*** Begin section ***

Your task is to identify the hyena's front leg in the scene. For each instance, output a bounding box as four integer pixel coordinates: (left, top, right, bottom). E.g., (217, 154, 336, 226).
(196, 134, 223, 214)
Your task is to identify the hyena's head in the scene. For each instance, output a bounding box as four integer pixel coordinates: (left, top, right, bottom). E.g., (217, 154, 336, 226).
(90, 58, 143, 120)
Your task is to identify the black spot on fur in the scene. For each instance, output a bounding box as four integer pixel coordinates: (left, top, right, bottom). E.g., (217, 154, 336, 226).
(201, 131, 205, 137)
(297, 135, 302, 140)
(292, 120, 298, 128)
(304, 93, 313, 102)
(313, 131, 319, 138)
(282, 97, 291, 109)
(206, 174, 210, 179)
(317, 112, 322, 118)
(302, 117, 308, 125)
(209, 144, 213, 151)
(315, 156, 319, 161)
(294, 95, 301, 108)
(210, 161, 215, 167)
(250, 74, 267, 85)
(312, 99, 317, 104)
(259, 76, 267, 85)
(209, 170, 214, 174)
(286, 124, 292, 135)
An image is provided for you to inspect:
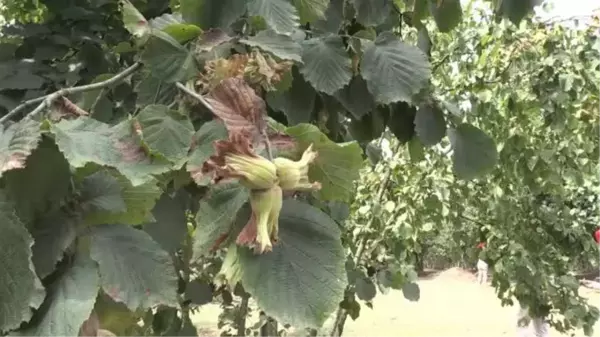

*** End section ***

**Problem to work on**
Give back, word for word, the lines from the one with "Your task is to identify the black" to the end of the records above, and no pictures.

**The completed task**
Your task is to identify the black spot on fur in the scene. For each instance, output a bounding box as four integer pixel coordinates: (left, top, right, bottom). E.g., (217, 154, 336, 226).
(201, 131, 205, 137)
(297, 135, 302, 140)
(292, 120, 298, 128)
(304, 93, 313, 102)
(313, 131, 319, 138)
(282, 97, 291, 109)
(206, 174, 210, 179)
(317, 112, 322, 118)
(302, 117, 308, 125)
(209, 144, 213, 151)
(315, 156, 319, 161)
(294, 95, 301, 108)
(210, 161, 215, 167)
(250, 74, 267, 85)
(312, 99, 317, 104)
(259, 76, 267, 85)
(209, 170, 214, 174)
(286, 124, 292, 135)
An image is provided for you to inspect:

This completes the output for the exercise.